— Stored data entries —
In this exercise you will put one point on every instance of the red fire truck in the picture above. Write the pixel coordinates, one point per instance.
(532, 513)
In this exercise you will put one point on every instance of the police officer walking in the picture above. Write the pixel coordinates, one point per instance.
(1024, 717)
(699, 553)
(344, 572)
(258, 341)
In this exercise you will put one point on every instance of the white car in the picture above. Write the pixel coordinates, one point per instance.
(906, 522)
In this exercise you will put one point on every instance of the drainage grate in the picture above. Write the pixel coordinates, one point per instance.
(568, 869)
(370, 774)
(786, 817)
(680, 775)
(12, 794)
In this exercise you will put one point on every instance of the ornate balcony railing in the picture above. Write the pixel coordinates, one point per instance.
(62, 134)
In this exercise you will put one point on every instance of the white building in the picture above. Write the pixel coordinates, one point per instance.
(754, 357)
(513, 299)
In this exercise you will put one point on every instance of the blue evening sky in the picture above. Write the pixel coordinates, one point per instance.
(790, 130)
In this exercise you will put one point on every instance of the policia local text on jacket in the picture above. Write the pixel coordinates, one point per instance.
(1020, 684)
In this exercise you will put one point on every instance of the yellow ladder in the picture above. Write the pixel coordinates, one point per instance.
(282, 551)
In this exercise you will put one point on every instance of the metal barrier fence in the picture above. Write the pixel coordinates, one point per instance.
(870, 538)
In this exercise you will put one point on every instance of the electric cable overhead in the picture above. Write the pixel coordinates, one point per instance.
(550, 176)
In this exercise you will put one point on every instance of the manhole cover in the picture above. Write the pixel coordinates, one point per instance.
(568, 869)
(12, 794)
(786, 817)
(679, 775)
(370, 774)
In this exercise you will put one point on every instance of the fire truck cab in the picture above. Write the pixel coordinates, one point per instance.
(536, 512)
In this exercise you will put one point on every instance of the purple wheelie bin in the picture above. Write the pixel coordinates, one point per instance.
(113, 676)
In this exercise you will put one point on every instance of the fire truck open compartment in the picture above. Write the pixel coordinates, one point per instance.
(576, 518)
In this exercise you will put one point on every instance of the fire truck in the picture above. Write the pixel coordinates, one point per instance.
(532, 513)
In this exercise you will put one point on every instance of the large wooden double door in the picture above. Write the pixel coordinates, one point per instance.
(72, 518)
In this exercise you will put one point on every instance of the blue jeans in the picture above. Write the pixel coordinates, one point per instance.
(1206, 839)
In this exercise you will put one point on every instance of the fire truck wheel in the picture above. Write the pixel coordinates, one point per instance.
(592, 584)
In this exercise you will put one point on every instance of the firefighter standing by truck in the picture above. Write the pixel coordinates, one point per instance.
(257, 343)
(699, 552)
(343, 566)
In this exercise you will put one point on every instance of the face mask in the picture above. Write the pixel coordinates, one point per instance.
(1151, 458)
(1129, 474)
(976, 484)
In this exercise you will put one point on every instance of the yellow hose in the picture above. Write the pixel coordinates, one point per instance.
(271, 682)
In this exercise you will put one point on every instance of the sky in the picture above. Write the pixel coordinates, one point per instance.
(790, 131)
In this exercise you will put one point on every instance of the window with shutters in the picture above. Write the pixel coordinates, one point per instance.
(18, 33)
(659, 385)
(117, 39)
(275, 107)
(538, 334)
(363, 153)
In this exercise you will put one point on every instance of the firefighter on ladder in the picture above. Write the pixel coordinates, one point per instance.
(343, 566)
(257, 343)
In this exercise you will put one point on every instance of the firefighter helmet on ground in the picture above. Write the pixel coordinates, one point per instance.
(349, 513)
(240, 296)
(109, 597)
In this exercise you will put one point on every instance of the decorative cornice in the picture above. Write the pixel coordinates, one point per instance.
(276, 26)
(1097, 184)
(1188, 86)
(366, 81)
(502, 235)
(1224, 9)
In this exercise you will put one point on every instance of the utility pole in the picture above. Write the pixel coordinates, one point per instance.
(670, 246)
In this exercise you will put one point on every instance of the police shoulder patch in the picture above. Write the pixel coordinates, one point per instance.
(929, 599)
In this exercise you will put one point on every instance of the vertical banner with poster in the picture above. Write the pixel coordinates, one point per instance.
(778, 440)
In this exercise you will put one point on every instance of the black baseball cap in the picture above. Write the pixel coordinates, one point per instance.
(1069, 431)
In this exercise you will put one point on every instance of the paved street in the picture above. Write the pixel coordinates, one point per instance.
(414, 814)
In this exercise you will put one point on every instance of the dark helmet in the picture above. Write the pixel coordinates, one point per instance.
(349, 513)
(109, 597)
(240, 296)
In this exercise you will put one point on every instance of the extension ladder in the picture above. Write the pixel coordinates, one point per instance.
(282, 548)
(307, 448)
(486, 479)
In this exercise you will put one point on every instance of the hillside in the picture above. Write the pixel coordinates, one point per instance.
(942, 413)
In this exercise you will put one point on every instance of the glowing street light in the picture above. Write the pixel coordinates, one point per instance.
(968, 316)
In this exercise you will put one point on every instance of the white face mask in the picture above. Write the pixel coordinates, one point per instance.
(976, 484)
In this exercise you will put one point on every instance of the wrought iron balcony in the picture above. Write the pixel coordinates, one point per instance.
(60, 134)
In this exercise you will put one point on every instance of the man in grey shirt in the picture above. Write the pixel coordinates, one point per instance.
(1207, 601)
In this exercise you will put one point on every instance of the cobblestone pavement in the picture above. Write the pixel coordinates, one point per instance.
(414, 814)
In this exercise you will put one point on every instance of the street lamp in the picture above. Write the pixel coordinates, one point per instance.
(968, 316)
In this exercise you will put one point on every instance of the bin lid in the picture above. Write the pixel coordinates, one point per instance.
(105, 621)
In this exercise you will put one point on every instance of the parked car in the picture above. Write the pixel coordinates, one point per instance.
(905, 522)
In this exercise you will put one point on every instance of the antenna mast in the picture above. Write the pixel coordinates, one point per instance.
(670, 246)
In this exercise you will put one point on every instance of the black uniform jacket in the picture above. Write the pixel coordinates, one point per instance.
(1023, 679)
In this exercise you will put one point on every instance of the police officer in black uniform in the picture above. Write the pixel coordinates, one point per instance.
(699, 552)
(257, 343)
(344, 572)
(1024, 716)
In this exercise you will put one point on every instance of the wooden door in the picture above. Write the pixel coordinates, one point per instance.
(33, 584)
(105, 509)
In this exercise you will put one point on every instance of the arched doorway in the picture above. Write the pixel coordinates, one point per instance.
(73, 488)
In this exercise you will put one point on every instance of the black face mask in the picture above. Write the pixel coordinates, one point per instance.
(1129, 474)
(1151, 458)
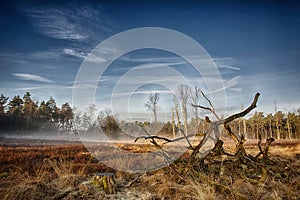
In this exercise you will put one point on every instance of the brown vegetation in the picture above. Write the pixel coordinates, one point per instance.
(44, 171)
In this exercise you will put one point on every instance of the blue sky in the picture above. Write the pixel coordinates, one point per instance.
(254, 45)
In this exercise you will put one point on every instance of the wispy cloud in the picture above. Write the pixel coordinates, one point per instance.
(32, 77)
(75, 22)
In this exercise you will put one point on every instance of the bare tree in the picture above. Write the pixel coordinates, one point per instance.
(183, 92)
(176, 107)
(152, 104)
(194, 96)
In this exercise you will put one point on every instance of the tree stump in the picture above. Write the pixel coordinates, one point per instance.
(106, 182)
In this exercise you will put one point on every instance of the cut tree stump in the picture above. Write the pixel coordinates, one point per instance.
(106, 182)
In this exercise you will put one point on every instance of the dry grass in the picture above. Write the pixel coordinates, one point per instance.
(66, 171)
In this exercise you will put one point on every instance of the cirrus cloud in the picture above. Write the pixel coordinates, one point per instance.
(32, 77)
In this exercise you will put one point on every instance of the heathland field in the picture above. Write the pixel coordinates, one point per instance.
(54, 169)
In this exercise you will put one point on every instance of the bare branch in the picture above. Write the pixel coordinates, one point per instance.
(245, 112)
(152, 137)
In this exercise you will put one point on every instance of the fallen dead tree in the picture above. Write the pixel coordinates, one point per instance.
(212, 133)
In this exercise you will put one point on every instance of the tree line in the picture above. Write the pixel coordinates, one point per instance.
(23, 115)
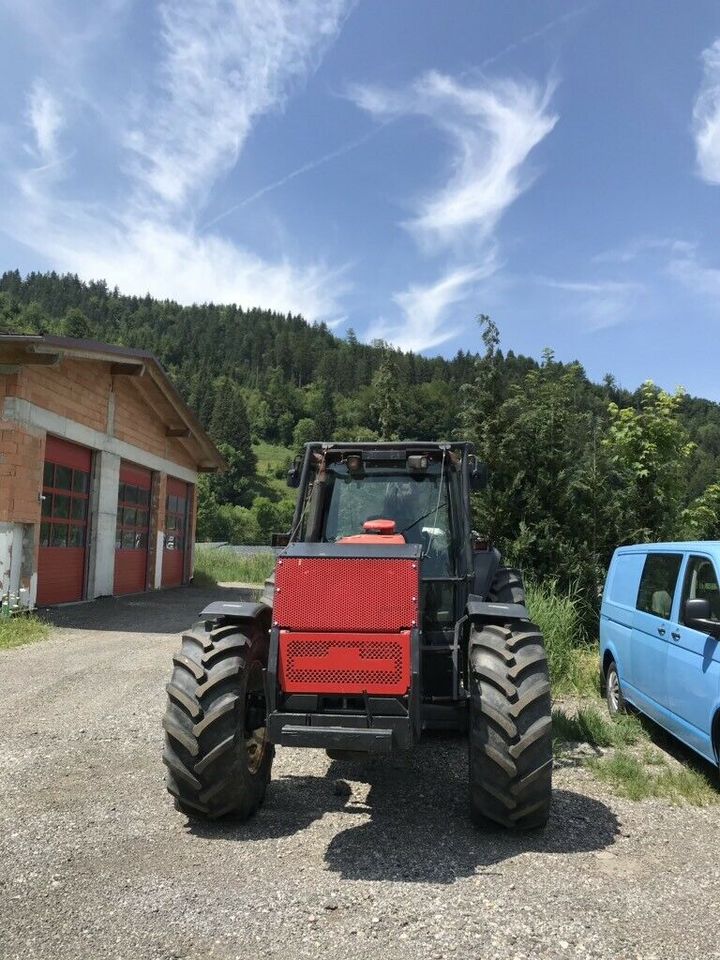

— Exercise goal —
Exactly restate the lines from the one holding "of the fallen" to the final line of the records above, including both and excluding pictures.

— Written response —
In this exercise you will put one point on every instance of the fallen dead tree in the picture above. Write the pixel coordinates, one point per instance.
(212, 133)
In this exercise you will put one point on every instance of the tree line in the picture above. Write the pixel coordinates, one point per instance.
(23, 115)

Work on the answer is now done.